> _GIVEN EXERCISE_:
Express everything from the line containing "Exercise. Indicate the blue long-sleeve" down to the end of the lines as a Markdown table with two columns, Row and Line, numbering each row and leaving out any blank lines. Cover only that stretch, both ends included.

-- Begin SOURCE RECORDS --

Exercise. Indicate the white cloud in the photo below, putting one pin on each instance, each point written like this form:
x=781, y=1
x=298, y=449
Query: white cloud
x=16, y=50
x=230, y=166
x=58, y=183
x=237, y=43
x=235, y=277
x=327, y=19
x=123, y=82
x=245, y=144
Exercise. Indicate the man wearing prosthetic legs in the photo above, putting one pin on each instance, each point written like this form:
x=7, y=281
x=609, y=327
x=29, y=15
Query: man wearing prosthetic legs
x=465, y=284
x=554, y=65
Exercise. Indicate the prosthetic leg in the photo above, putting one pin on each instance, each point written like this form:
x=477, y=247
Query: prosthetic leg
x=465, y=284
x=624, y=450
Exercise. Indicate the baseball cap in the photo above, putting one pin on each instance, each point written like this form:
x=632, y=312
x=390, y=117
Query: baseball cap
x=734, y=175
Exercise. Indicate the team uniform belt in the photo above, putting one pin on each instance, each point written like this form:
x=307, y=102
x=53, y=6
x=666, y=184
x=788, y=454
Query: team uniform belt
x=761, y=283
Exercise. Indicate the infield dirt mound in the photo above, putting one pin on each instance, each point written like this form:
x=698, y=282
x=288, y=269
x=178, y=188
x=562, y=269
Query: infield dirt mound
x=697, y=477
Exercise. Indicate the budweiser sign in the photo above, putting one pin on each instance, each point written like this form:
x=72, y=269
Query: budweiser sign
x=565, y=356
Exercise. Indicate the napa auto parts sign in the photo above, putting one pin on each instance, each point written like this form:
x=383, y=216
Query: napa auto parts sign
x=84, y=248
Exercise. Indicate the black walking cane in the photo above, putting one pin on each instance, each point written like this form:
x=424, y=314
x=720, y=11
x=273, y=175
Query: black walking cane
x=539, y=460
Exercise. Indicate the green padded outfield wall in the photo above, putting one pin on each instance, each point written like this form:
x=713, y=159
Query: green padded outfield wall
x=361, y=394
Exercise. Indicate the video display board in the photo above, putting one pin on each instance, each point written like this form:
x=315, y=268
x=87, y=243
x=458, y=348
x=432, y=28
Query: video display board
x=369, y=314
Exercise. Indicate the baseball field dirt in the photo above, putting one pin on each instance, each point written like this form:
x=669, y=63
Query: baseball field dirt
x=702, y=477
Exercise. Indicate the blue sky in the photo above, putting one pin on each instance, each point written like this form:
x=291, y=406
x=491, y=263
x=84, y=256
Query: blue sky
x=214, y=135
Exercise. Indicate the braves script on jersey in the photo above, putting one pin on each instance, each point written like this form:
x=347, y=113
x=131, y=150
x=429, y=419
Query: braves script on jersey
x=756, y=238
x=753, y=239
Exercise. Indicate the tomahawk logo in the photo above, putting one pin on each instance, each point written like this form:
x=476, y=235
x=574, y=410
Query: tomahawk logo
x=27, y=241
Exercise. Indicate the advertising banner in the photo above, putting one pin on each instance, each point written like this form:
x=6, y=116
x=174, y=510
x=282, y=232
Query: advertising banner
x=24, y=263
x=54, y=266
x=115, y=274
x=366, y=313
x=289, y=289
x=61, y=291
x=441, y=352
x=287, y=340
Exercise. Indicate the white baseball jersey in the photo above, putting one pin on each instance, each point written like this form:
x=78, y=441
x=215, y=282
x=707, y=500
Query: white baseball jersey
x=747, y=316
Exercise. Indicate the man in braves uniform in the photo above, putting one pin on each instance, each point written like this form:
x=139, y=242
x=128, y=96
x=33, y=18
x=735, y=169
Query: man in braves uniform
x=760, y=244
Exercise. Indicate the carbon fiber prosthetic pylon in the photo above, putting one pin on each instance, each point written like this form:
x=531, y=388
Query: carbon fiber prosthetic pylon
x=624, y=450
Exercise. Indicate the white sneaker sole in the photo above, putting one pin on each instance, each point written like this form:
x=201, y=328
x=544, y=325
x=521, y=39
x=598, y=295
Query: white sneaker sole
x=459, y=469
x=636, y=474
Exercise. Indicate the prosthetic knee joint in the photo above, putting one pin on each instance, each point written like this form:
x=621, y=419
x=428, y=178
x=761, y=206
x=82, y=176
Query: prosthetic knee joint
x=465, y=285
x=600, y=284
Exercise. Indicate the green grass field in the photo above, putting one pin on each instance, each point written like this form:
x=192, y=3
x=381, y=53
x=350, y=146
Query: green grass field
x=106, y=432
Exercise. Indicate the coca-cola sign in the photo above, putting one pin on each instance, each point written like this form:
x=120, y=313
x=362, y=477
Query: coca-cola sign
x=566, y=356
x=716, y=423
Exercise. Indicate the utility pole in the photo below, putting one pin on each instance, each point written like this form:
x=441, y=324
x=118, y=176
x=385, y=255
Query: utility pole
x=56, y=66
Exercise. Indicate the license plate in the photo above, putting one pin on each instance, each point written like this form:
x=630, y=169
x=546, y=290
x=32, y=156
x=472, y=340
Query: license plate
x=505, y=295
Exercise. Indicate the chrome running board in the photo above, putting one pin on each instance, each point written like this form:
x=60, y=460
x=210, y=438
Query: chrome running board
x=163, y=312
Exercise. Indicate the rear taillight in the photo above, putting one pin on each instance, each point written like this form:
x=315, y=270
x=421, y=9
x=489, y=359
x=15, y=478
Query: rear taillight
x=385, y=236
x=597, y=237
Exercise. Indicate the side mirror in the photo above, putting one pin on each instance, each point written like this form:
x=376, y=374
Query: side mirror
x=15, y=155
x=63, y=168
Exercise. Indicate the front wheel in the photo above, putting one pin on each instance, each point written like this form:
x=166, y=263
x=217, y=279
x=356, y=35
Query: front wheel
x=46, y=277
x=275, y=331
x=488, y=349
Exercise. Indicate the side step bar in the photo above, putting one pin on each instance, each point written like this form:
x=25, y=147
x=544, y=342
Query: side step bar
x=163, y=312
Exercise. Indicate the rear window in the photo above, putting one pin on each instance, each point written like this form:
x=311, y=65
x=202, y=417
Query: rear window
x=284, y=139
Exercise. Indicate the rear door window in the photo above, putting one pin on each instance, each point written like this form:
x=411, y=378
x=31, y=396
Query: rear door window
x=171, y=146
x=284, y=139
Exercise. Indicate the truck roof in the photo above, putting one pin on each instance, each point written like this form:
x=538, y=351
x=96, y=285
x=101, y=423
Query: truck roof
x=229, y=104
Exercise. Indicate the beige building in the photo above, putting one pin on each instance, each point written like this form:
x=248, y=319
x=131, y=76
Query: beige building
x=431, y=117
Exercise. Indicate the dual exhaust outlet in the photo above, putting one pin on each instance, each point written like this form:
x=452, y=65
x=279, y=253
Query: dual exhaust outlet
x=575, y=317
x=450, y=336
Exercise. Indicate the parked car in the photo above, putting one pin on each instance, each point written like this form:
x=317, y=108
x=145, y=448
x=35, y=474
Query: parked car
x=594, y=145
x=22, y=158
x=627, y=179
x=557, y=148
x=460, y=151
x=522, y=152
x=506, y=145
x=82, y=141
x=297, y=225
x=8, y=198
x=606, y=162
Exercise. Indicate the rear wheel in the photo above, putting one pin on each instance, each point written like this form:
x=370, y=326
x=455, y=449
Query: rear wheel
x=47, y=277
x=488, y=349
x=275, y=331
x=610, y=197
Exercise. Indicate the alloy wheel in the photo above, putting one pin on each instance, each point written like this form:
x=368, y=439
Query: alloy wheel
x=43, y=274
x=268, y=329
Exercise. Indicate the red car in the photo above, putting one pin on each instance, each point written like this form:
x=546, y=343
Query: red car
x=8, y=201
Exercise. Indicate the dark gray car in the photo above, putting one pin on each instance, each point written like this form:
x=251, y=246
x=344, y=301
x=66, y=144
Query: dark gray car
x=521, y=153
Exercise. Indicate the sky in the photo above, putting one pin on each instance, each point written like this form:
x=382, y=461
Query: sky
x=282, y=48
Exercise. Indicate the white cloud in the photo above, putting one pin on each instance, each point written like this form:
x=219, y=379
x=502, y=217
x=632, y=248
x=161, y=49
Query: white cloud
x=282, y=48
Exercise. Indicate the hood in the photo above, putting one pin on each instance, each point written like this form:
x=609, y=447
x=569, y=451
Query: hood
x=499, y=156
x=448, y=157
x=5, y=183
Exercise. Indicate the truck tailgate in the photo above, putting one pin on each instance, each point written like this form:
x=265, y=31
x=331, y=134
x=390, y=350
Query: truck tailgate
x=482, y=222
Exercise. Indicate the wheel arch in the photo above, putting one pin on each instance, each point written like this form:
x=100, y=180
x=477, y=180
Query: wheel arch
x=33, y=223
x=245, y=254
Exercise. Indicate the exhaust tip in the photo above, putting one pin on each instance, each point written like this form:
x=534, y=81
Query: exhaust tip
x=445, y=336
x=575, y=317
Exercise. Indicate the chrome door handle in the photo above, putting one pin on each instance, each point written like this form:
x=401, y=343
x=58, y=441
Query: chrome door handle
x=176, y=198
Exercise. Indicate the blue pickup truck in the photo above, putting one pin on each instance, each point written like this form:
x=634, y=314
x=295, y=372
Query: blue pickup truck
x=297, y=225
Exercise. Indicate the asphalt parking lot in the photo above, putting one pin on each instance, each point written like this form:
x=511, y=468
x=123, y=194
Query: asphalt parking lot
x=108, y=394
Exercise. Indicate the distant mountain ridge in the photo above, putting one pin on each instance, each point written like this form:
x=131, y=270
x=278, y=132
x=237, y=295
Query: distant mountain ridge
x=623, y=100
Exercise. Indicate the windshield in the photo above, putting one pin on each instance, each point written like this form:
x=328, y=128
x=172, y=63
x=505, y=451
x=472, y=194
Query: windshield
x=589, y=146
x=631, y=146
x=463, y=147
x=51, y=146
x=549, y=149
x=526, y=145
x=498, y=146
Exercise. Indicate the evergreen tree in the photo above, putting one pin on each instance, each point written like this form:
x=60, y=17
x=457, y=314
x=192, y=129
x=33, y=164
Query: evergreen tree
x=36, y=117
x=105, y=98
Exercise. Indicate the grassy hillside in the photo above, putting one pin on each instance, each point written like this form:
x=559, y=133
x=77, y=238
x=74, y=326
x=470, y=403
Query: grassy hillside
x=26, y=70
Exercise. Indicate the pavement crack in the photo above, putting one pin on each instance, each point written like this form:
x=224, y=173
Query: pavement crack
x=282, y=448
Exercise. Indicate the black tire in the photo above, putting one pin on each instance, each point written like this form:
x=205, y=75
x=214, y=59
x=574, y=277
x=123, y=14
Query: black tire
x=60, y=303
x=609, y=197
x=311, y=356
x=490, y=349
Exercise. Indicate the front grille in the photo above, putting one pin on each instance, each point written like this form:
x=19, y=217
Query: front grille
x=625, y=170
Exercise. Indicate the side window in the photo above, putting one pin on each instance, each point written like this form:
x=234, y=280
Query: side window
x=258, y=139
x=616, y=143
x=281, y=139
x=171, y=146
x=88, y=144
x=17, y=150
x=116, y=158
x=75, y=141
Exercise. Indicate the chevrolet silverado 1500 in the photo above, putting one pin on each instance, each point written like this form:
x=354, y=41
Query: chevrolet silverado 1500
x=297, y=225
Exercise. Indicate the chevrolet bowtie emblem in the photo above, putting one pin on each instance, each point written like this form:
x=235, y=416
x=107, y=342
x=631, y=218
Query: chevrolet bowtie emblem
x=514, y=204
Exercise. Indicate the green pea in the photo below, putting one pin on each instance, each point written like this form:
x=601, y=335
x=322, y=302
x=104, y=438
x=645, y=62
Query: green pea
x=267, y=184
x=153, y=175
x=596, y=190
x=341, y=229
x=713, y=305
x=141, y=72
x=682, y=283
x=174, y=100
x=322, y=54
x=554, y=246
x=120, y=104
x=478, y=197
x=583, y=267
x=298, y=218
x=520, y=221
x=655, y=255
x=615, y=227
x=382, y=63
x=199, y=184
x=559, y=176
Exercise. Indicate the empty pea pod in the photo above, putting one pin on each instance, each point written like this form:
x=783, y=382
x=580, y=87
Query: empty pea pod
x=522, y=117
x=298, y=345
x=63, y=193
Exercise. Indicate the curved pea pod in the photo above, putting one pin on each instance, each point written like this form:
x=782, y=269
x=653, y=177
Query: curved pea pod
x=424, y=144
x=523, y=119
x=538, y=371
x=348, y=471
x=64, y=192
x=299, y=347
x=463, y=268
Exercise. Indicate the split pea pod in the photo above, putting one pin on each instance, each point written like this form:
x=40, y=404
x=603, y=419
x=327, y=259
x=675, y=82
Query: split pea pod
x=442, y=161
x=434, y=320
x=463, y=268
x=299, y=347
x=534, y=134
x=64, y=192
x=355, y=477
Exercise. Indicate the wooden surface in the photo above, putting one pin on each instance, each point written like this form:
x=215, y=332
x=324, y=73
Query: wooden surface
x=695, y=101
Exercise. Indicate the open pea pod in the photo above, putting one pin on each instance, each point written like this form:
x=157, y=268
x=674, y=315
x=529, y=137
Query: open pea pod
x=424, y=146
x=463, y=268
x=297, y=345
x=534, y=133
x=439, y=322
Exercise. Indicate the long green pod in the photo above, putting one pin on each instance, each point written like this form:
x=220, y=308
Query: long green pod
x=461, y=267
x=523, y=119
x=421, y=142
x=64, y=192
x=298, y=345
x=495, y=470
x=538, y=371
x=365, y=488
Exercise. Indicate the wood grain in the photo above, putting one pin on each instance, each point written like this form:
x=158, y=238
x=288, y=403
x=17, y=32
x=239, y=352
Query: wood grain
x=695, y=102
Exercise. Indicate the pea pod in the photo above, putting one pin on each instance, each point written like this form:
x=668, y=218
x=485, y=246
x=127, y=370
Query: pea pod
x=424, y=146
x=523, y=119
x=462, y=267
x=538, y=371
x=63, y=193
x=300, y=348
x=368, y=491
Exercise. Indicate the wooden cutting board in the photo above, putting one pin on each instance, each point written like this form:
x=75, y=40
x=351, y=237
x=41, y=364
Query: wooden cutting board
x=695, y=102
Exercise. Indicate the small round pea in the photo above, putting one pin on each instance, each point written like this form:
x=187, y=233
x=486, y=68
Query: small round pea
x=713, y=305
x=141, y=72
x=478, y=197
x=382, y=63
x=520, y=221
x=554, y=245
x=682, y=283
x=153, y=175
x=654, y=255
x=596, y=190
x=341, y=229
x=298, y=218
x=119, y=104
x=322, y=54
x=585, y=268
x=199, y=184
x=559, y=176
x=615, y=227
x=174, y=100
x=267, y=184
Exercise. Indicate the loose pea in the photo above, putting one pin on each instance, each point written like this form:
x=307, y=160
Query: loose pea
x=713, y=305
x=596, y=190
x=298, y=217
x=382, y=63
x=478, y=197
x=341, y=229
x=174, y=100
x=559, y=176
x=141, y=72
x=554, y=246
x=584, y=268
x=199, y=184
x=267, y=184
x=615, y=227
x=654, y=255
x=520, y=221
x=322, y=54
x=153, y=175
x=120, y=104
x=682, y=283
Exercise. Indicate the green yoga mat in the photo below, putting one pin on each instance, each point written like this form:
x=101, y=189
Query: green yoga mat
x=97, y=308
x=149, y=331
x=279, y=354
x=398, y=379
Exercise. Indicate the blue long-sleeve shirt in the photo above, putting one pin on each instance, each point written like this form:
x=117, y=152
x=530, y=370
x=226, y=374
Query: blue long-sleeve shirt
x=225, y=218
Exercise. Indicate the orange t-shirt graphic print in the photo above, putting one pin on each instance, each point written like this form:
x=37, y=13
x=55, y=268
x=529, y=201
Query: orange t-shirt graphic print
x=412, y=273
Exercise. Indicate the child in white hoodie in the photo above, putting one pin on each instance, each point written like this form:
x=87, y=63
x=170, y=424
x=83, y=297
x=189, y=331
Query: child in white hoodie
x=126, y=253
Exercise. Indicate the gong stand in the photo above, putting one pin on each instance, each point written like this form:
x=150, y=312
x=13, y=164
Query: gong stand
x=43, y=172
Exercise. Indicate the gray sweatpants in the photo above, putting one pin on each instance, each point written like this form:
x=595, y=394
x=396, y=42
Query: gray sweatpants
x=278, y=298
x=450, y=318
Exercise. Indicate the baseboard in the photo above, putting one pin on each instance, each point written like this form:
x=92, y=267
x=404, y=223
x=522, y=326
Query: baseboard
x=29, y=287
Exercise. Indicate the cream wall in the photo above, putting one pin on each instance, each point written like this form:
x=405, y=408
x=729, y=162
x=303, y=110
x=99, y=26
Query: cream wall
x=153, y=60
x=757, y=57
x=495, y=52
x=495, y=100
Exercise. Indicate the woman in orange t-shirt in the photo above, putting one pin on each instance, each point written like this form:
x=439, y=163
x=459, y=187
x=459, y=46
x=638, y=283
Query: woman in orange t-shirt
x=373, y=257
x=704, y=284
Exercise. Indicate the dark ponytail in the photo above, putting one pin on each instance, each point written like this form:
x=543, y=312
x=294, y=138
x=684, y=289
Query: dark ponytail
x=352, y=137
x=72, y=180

-- End SOURCE RECORDS --

> _RESPONSE_:
| Row | Line |
|---|---|
| 1 | Exercise. Indicate the blue long-sleeve shirt in the photo above, putting one pin on each instance, each point written like this form: |
| 2 | x=117, y=152 |
| 3 | x=530, y=370 |
| 4 | x=226, y=374 |
| 5 | Query: blue long-sleeve shirt |
| 6 | x=225, y=218 |
| 7 | Exercise. Indicate the orange t-shirt graphic print in the photo above, putting one pin on each instance, each point written like this form: |
| 8 | x=37, y=13 |
| 9 | x=55, y=268 |
| 10 | x=529, y=201 |
| 11 | Query: orange t-shirt graphic print |
| 12 | x=412, y=273 |
| 13 | Exercise. Indicate the child in white hoodie in the photo above, putting one pin on each instance, each point written like this form: |
| 14 | x=87, y=63 |
| 15 | x=170, y=424 |
| 16 | x=83, y=297 |
| 17 | x=189, y=331 |
| 18 | Query: child in white hoodie |
| 19 | x=126, y=253 |
| 20 | Exercise. Indicate the gong stand in the photo above, putting one pin on each instance, each point written like this form: |
| 21 | x=150, y=312 |
| 22 | x=13, y=164 |
| 23 | Query: gong stand |
| 24 | x=43, y=172 |
| 25 | Exercise. Indicate the gray sweatpants in the photo above, putting one pin on each instance, each point written like this form: |
| 26 | x=595, y=394 |
| 27 | x=396, y=42 |
| 28 | Query: gray sweatpants |
| 29 | x=278, y=298 |
| 30 | x=450, y=318 |
| 31 | Exercise. Indicate the baseboard in the photo above, putting one pin on each instance, each point written like this form: |
| 32 | x=92, y=267 |
| 33 | x=404, y=223 |
| 34 | x=522, y=326 |
| 35 | Query: baseboard |
| 36 | x=29, y=287 |
| 37 | Exercise. Indicate the cream wall in the photo above, putting one pin on each instance, each point written like this form: |
| 38 | x=405, y=408 |
| 39 | x=729, y=162 |
| 40 | x=303, y=110 |
| 41 | x=99, y=26 |
| 42 | Query: cream wall |
| 43 | x=153, y=60 |
| 44 | x=757, y=57 |
| 45 | x=495, y=52 |
| 46 | x=495, y=100 |
| 47 | Exercise. Indicate the woman in orange t-shirt in the photo above, putting one pin on each instance, each point written like this form: |
| 48 | x=439, y=163 |
| 49 | x=459, y=187 |
| 50 | x=459, y=46 |
| 51 | x=638, y=283 |
| 52 | Query: woman in orange t-shirt |
| 53 | x=373, y=257 |
| 54 | x=704, y=284 |
| 55 | Exercise. Indicate the dark ponytail in the photo above, putting one pin on each instance, each point written like this form: |
| 56 | x=543, y=312 |
| 57 | x=294, y=138 |
| 58 | x=684, y=289 |
| 59 | Query: dark ponytail |
| 60 | x=352, y=137 |
| 61 | x=72, y=180 |